* Extracted records *
·····
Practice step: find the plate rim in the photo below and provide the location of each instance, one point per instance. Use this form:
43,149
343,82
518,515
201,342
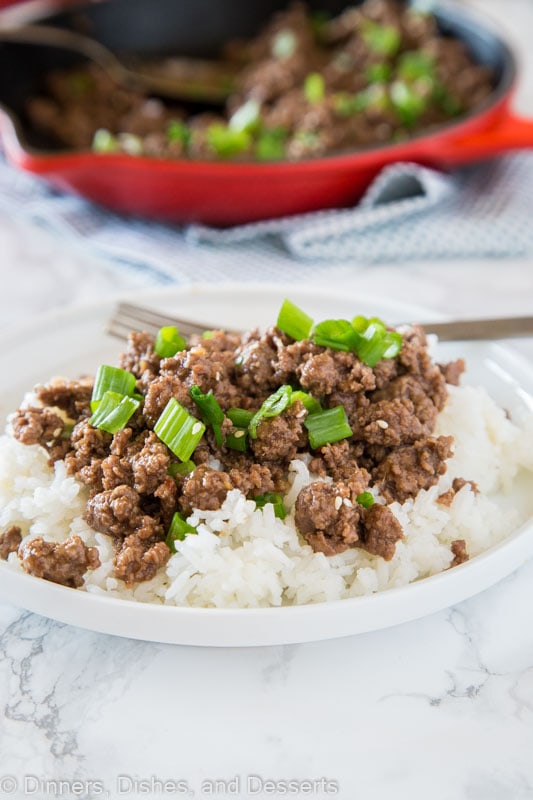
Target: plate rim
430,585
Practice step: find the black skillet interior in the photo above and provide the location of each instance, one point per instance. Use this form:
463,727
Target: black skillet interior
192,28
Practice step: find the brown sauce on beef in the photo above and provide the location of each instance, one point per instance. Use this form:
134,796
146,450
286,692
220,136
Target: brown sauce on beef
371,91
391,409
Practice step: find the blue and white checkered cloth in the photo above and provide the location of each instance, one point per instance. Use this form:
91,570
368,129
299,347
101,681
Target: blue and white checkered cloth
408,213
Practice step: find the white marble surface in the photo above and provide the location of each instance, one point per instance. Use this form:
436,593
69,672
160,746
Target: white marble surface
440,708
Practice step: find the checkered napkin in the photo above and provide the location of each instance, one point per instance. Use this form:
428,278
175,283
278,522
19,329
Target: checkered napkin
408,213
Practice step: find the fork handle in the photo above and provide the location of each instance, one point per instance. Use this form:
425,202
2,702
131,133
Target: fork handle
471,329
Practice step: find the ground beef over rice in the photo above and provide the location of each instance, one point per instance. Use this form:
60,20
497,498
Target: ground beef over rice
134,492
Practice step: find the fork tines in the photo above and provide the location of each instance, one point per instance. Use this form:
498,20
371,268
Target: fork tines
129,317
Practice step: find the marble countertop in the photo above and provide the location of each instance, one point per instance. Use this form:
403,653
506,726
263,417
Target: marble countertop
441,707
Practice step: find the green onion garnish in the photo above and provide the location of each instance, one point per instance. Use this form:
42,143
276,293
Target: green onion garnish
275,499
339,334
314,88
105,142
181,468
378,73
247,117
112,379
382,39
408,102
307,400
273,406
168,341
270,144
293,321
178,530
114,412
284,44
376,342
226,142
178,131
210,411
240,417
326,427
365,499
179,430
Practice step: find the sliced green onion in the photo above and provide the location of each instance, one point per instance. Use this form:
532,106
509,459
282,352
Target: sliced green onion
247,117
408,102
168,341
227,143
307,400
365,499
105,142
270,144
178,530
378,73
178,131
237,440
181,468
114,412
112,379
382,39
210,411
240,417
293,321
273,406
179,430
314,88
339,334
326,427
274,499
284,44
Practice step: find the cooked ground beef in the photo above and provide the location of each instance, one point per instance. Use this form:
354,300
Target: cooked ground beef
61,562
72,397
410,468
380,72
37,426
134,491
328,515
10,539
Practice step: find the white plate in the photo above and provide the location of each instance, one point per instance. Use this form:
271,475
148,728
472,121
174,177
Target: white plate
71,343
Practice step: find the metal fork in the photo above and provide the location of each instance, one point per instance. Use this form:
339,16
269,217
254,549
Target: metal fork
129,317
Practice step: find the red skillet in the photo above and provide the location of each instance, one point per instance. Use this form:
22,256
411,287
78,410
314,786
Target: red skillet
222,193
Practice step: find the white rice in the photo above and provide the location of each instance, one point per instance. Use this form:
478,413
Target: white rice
·····
Set down all entries above again, exactly, without images.

* The answer *
Practice step: find the plate rim in the photo below and provide the location of each instance, one point per instance. Use this form:
43,149
343,82
518,515
201,342
Target: plate rim
430,585
Practice step: find the black skillet interior in the photo above and provide the location of each instance, one point per instance. Use this form:
463,727
Target: black skillet interior
192,28
Practice step: find the brown sauce on beef in the photo above and provide the location of each instance, one point per instance. Use this form:
134,796
146,450
286,692
220,136
Target: brown sauce on beef
371,91
391,409
Practice step: find the blue and white checkered cloth in the photo above and provide the location of each instance, one point per instance. Use this form:
91,570
368,129
299,347
101,681
Target: blue and white checkered cloth
408,213
Practice step: find the white marble surface in the photo above and provide the location of each instance, one point per instance. Use this form:
436,593
69,672
160,746
Target: white marble surface
440,708
Practice step: find the checkered napkin in the photo above and provide the location of each instance, one point per instance. Use this form:
428,278
175,283
278,522
19,329
Target: checkered napkin
408,213
Practice step: find the fork handle in the photo above and provide the location of each instance, one point per instance. Use this form:
425,202
2,702
131,133
Target: fork handle
471,329
Practice step: find the ground beef over rice in the photo above and provide the location of each instance, one point per instance. Use this form:
60,20
497,498
Target: ground beef over rice
134,492
Practice step: find the fork tines in the photo above and provide the location of each instance, one point per instance. Use this form:
498,20
371,268
Target: fork tines
129,317
Practice step: find the marble countertop in the photo above and provide the location of each instance, one point per instance. Use this form:
403,653
506,726
263,417
Target: marble countertop
441,707
Practice step: find the green onion garnish in the photo above and provide the location of each instance, one point per instance. Use this form:
42,143
276,293
Target: green onion garnish
275,499
339,334
314,88
105,142
181,468
378,73
247,117
112,379
382,39
408,102
307,400
273,406
168,341
270,144
293,321
178,530
114,412
284,44
376,342
226,142
178,131
210,411
240,417
326,427
365,499
179,430
Practice step: find the sliced green onion in the photo above and provide the location of each instance, one point per instance. Use this form:
532,106
509,459
282,352
Target: sliced green onion
247,117
408,102
168,341
227,143
307,400
365,499
105,142
270,144
178,530
378,73
178,131
237,440
181,468
114,412
112,379
382,39
210,411
240,417
293,321
273,406
179,430
314,88
339,334
326,427
274,499
284,44
Practice step: find the cooked ground beef in the photo above and provide the location of each instance, one point per instance. Use this form:
354,300
Target: cooked ground beef
61,562
72,397
410,468
380,72
37,426
134,491
328,515
10,539
Practice step: find the white plate in the photo above and provide the location of each instance, one point per instance. Use this form:
271,475
148,728
472,121
174,177
Target: white plate
71,343
Practice step: find the metal fork in the photo above and provide the location of each instance, one point per instance. Use this form:
339,16
269,217
254,549
Target: metal fork
129,317
Practice step: find the red skillet in the photo above and provide the location of each instance, one point per instance. Use this form:
22,256
411,287
78,410
314,786
Target: red skillet
222,193
Practice step: find the white rice in the photo above and provide the location of each instance, one point per instance. Use this form:
478,413
Target: white rice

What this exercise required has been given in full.